• **DOCUMENT EXTRACT**:
=====

Machine Learning & LLMs
AI & LLMs in Go
Python owns Model Training. Go owns Model Serving and Orchestration.
In 2026, you rarely train a model from scratch. You run a pre-trained model (Llama 3, Mistral) and build “Agents” around it. Go is perfect for this high-concurrency glue code.
1. Running Local Models (Ollama)
The easiest way to integrate LLMs is Ollama. Ollama runs the model; Go talks to it via API.
Use LangChainGo (github.com/tmc/langchaingo):
llm, err := ollama.New(ollama.WithModel("llama3"))
ctx := context.Background()
completion, err := llms.GenerateFromSinglePrompt(ctx, llm, "Explain Go channels")2. Go 1.26 SIMD Support (Experimental)
Go 1.26 introduces experimental SIMD support via simd and archsimd packages (enabled with GOEXPERIMENT=simd). This is critical for: * Vector Search: Calculating Cosine Similarity between embeddings is just a dot product. SIMD makes this 100x faster. * Inference: Running small neural nets directly in Go.
GOEXPERIMENT=simd go test ./...RAG request path
query text
|
v
embedding model --> vector (float32[])
|
v
SIMD dot product / ANN prefilter
|
v
top-k chunks --> prompt assembly --> LLM response
3. Embeddings & Vector Databases
Go is the standard language for Vector DBs (Milvus, Weaviate are written in Go).
Workflow: 1. Receive Text -> Send to Embedding Model (via API or Local binding). 2. Get []float32. 3. Store in Postgres (pgvector) or Weaviate.
Concrete retrieval stub:
type Chunk struct {
ID string
Text string
Score float32
}
func topK(ctx context.Context, q []float32, k int) ([]Chunk, error) {
// Use pgvector distance operator and ORDER BY distance LIMIT k.
return nil, nil
}Summary
Don’t use Python for the API layer of your AI app. * Python: Research code, PyTorch. * Go: The API server, the RAG pipeline, the WebSocket handler.

=====

• **DATA SHOWN**:
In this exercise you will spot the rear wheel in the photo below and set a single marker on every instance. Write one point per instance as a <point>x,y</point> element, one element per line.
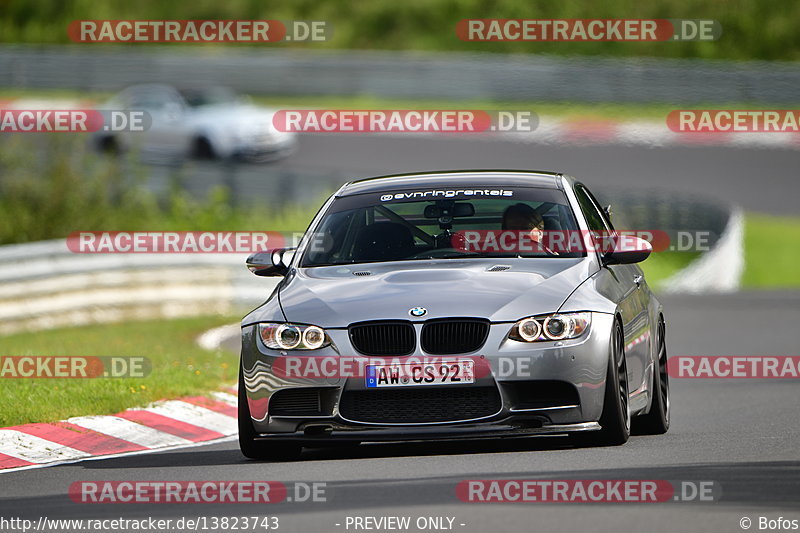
<point>656,422</point>
<point>616,418</point>
<point>252,448</point>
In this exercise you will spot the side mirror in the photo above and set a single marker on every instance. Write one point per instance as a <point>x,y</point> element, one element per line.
<point>271,263</point>
<point>628,249</point>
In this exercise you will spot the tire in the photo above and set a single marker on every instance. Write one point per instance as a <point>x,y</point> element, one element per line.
<point>615,420</point>
<point>656,422</point>
<point>109,145</point>
<point>253,449</point>
<point>202,149</point>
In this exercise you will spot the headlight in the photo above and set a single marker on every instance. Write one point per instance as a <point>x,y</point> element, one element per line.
<point>292,336</point>
<point>551,327</point>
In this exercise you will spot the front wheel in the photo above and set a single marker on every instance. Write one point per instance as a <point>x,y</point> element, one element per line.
<point>616,418</point>
<point>252,448</point>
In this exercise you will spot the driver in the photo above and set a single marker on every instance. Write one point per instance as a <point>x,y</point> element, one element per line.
<point>522,217</point>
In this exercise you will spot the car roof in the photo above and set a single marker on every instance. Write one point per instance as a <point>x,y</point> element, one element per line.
<point>454,178</point>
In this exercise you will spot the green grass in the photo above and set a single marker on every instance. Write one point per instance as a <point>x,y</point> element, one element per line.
<point>545,109</point>
<point>179,368</point>
<point>751,29</point>
<point>771,251</point>
<point>661,265</point>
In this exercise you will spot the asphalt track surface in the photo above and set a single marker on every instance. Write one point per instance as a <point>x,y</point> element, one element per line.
<point>740,434</point>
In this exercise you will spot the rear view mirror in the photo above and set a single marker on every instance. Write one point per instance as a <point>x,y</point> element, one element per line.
<point>462,209</point>
<point>628,249</point>
<point>271,263</point>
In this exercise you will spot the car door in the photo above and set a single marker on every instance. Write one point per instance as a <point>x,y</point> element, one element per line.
<point>632,298</point>
<point>168,133</point>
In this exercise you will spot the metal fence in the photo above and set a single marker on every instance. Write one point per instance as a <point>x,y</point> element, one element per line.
<point>451,76</point>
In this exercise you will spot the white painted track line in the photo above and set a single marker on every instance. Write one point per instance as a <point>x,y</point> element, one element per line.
<point>35,449</point>
<point>129,431</point>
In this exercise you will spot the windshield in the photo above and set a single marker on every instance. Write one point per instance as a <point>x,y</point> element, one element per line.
<point>209,96</point>
<point>440,224</point>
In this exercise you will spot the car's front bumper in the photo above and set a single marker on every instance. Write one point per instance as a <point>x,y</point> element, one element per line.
<point>580,364</point>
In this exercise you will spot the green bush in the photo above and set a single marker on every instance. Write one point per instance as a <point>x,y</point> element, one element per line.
<point>52,185</point>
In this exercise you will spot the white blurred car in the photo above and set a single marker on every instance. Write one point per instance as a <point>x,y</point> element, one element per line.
<point>205,123</point>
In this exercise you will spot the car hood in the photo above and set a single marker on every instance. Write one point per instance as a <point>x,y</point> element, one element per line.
<point>336,296</point>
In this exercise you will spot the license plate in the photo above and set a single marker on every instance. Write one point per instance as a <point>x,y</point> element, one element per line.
<point>420,374</point>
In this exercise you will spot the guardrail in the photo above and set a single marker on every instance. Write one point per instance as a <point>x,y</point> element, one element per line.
<point>449,76</point>
<point>45,285</point>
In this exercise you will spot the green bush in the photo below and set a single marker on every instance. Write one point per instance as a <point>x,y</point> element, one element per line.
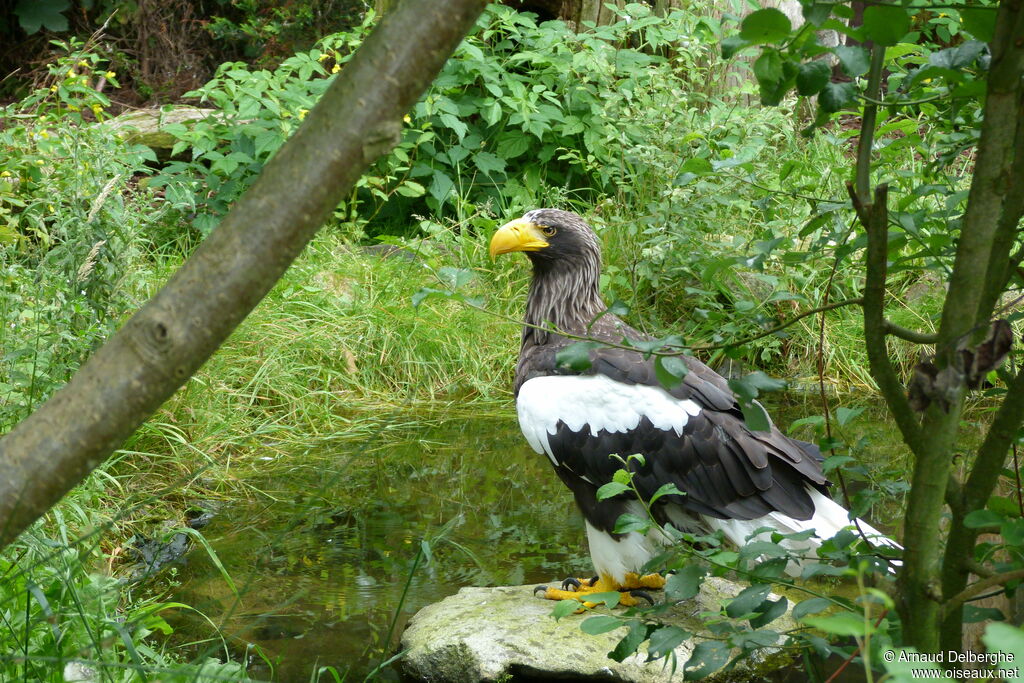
<point>73,228</point>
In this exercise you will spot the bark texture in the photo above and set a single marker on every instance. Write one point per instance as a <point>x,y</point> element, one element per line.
<point>356,121</point>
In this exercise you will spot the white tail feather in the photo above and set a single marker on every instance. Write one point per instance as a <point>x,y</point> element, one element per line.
<point>828,519</point>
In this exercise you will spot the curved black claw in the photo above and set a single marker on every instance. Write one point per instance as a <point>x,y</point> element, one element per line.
<point>576,583</point>
<point>642,594</point>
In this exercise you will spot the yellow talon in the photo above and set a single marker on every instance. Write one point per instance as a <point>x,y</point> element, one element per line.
<point>605,585</point>
<point>650,581</point>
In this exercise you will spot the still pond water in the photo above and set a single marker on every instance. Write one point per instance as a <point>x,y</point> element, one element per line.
<point>322,556</point>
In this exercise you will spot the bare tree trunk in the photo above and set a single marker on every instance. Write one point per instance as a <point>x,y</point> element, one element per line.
<point>357,120</point>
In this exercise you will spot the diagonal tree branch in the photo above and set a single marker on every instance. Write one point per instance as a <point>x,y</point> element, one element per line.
<point>357,120</point>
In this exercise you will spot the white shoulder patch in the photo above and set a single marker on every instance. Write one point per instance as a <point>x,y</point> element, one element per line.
<point>597,402</point>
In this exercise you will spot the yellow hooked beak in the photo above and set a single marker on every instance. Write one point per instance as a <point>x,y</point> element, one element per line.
<point>519,235</point>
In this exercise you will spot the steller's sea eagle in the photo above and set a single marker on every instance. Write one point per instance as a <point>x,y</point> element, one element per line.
<point>693,435</point>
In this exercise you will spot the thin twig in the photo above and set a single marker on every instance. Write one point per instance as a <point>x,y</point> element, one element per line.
<point>909,335</point>
<point>980,587</point>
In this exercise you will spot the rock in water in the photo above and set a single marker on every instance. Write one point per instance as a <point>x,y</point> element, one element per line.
<point>488,634</point>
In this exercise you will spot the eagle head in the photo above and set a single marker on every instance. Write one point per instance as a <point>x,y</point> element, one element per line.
<point>548,237</point>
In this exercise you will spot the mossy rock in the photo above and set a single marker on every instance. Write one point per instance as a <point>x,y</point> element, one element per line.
<point>507,633</point>
<point>146,126</point>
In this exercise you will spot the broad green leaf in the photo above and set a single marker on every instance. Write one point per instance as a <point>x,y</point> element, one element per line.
<point>440,186</point>
<point>697,166</point>
<point>610,489</point>
<point>765,26</point>
<point>979,22</point>
<point>756,417</point>
<point>664,640</point>
<point>732,44</point>
<point>685,584</point>
<point>1013,531</point>
<point>601,624</point>
<point>628,522</point>
<point>708,657</point>
<point>836,95</point>
<point>842,624</point>
<point>748,600</point>
<point>812,77</point>
<point>855,60</point>
<point>630,642</point>
<point>768,68</point>
<point>770,610</point>
<point>886,24</point>
<point>957,57</point>
<point>810,606</point>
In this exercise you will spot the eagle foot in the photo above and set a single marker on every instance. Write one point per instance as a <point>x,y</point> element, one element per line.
<point>630,592</point>
<point>574,584</point>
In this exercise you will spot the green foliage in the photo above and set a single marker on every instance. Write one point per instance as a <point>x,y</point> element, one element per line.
<point>73,223</point>
<point>748,624</point>
<point>34,14</point>
<point>499,125</point>
<point>61,616</point>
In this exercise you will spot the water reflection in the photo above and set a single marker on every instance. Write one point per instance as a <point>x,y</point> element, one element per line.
<point>323,554</point>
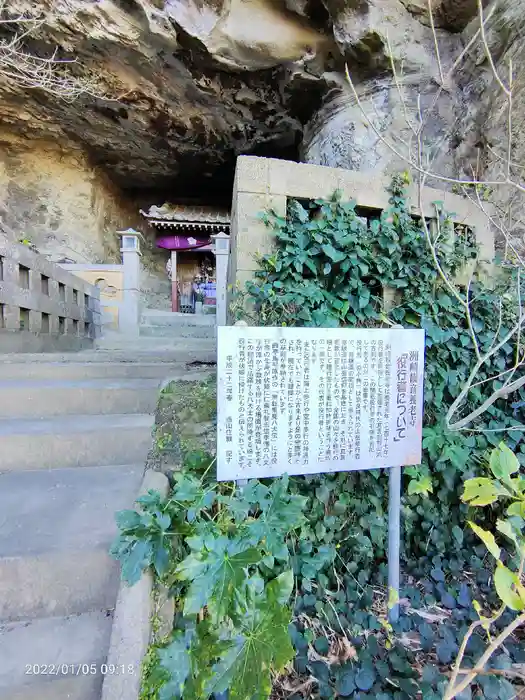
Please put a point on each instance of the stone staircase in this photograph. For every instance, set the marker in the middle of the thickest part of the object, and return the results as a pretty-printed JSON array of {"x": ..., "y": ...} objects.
[{"x": 75, "y": 431}]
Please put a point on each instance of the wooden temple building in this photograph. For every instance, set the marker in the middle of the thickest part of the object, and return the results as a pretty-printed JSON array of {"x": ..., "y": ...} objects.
[{"x": 186, "y": 232}]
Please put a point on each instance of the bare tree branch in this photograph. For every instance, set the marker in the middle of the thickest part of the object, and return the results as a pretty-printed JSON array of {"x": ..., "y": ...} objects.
[{"x": 28, "y": 70}]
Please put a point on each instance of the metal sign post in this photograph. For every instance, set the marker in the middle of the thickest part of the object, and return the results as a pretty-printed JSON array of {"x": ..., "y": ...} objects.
[{"x": 394, "y": 540}]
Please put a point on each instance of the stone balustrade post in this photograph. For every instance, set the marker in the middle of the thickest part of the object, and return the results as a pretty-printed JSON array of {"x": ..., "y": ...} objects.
[
  {"x": 221, "y": 249},
  {"x": 130, "y": 311}
]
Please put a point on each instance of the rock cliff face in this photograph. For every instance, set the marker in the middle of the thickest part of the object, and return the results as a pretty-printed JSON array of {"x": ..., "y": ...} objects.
[{"x": 181, "y": 87}]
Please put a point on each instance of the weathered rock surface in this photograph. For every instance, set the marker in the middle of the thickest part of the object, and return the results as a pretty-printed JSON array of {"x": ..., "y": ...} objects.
[{"x": 191, "y": 84}]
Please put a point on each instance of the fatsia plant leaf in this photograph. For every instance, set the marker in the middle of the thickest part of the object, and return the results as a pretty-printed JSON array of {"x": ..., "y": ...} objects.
[
  {"x": 262, "y": 644},
  {"x": 189, "y": 660},
  {"x": 189, "y": 490},
  {"x": 280, "y": 512},
  {"x": 218, "y": 572},
  {"x": 175, "y": 658}
]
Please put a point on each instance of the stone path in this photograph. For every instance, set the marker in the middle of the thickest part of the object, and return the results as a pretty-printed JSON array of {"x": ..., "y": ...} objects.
[{"x": 75, "y": 431}]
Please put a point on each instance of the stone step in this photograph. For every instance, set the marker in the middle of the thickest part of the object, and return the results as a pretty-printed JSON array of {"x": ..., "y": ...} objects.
[
  {"x": 71, "y": 370},
  {"x": 163, "y": 318},
  {"x": 172, "y": 331},
  {"x": 57, "y": 526},
  {"x": 174, "y": 344},
  {"x": 34, "y": 653},
  {"x": 45, "y": 398},
  {"x": 74, "y": 441},
  {"x": 185, "y": 350}
]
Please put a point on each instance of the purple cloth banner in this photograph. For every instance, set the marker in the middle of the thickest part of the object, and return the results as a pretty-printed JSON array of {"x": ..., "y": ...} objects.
[{"x": 181, "y": 242}]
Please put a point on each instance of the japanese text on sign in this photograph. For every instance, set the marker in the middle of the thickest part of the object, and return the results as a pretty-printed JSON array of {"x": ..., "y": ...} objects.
[{"x": 311, "y": 400}]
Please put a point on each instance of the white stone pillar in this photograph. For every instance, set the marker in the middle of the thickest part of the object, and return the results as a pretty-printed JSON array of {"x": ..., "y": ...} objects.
[
  {"x": 222, "y": 249},
  {"x": 129, "y": 315},
  {"x": 174, "y": 292}
]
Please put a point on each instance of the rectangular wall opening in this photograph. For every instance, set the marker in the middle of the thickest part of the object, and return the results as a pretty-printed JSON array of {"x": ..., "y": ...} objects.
[
  {"x": 23, "y": 276},
  {"x": 24, "y": 319}
]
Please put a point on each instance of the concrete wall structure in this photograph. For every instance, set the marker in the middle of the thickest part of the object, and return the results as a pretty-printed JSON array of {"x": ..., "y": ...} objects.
[
  {"x": 42, "y": 306},
  {"x": 266, "y": 183},
  {"x": 110, "y": 281}
]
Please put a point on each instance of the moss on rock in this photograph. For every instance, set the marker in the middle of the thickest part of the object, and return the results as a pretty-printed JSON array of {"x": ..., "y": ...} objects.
[{"x": 186, "y": 422}]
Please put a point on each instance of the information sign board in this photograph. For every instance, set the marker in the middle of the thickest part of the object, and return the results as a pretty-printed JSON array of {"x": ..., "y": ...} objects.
[{"x": 312, "y": 400}]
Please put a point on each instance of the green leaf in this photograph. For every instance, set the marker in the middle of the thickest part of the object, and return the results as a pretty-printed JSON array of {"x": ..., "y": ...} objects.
[
  {"x": 364, "y": 298},
  {"x": 487, "y": 538},
  {"x": 261, "y": 645},
  {"x": 505, "y": 582},
  {"x": 127, "y": 519},
  {"x": 480, "y": 492},
  {"x": 175, "y": 658},
  {"x": 218, "y": 574},
  {"x": 457, "y": 533},
  {"x": 190, "y": 491},
  {"x": 505, "y": 527},
  {"x": 138, "y": 559},
  {"x": 334, "y": 255},
  {"x": 365, "y": 678},
  {"x": 280, "y": 588},
  {"x": 517, "y": 508},
  {"x": 503, "y": 462},
  {"x": 422, "y": 486},
  {"x": 280, "y": 513}
]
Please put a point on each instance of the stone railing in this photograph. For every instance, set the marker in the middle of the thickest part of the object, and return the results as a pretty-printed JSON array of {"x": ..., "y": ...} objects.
[
  {"x": 265, "y": 183},
  {"x": 119, "y": 286},
  {"x": 43, "y": 308}
]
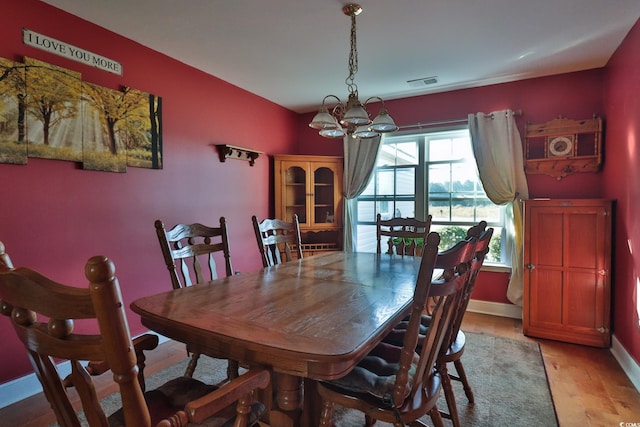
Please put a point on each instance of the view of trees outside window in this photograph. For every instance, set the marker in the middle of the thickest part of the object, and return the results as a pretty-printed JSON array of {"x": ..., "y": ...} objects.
[{"x": 429, "y": 173}]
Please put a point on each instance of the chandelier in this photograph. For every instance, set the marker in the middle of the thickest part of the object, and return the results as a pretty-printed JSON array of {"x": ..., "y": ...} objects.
[{"x": 351, "y": 118}]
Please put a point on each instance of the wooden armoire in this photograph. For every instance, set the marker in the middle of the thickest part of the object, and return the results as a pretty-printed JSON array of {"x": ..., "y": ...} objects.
[{"x": 567, "y": 275}]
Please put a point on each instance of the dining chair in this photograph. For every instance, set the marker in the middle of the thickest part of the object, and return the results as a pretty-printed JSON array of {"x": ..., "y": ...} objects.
[
  {"x": 43, "y": 314},
  {"x": 455, "y": 343},
  {"x": 188, "y": 251},
  {"x": 276, "y": 238},
  {"x": 405, "y": 235},
  {"x": 457, "y": 340},
  {"x": 399, "y": 384}
]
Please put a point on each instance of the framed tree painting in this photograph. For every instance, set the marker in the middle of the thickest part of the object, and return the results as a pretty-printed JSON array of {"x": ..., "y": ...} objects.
[{"x": 13, "y": 141}]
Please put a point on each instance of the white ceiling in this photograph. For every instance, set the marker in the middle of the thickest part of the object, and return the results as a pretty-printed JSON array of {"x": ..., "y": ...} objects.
[{"x": 294, "y": 52}]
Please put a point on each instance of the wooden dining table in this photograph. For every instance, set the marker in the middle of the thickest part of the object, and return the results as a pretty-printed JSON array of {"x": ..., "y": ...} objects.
[{"x": 307, "y": 320}]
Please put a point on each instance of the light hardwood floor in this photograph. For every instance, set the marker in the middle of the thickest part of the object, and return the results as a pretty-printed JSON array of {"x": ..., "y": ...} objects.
[{"x": 588, "y": 386}]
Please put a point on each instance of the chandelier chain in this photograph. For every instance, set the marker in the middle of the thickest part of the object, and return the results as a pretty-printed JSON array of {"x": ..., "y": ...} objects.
[
  {"x": 351, "y": 118},
  {"x": 353, "y": 59}
]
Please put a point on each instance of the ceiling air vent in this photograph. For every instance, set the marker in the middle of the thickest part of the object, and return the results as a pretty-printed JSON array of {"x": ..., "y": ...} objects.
[{"x": 425, "y": 81}]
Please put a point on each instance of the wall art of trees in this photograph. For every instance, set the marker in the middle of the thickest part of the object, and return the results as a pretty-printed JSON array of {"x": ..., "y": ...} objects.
[{"x": 49, "y": 112}]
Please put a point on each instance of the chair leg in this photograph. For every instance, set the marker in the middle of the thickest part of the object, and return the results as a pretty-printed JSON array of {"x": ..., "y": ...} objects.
[
  {"x": 192, "y": 365},
  {"x": 463, "y": 378},
  {"x": 233, "y": 369},
  {"x": 447, "y": 387},
  {"x": 369, "y": 421},
  {"x": 326, "y": 416},
  {"x": 436, "y": 418}
]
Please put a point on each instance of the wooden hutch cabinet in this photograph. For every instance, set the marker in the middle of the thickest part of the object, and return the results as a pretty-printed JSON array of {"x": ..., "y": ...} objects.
[
  {"x": 567, "y": 275},
  {"x": 311, "y": 187}
]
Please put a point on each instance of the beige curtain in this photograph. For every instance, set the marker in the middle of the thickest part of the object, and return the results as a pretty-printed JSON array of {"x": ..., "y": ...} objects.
[
  {"x": 359, "y": 161},
  {"x": 498, "y": 151}
]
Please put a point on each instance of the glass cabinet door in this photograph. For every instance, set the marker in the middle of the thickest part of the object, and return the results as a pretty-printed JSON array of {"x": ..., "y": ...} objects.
[
  {"x": 295, "y": 187},
  {"x": 324, "y": 211}
]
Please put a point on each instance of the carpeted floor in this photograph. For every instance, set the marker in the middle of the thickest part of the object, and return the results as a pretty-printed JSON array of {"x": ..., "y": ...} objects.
[{"x": 508, "y": 379}]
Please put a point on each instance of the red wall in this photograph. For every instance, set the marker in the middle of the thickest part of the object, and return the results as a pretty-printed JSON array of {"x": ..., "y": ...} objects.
[
  {"x": 621, "y": 180},
  {"x": 54, "y": 216},
  {"x": 575, "y": 96}
]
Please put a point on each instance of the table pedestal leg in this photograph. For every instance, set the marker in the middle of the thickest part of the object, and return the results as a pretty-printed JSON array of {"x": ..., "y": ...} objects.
[{"x": 289, "y": 399}]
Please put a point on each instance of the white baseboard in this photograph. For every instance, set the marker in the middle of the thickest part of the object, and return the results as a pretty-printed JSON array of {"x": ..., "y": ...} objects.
[
  {"x": 628, "y": 364},
  {"x": 495, "y": 309}
]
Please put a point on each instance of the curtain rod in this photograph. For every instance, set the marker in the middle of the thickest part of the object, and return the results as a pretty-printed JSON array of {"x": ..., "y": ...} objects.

=====

• **WHAT TO WORK ON**: Update the passage on LLMs in Go, starting with "Machine Learning &" and going on through "SIMD Support (Experimental)", so that "pretrained" replaces "pre-trained". The listing comes from a different source than the text.

• **RESPONSE BOX**:
Machine Learning & LLMs
AI & LLMs in Go
Python owns Model Training. Go owns Model Serving and Orchestration.
In 2026, you rarely train a model from scratch. You run a pretrained model (Llama 3, Mistral) and build “Agents” around it. Go is perfect for this high-concurrency glue code.
1. Running Local Models (Ollama)
The easiest way to integrate LLMs is Ollama. Ollama runs the model; Go talks to it via API.
Use LangChainGo (github.com/tmc/langchaingo):
llm, err := ollama.New(ollama.WithModel("llama3"))
ctx := context.Background()
completion, err := llms.GenerateFromSinglePrompt(ctx, llm, "Explain Go channels")2. Go 1.26 SIMD Support (Experimental)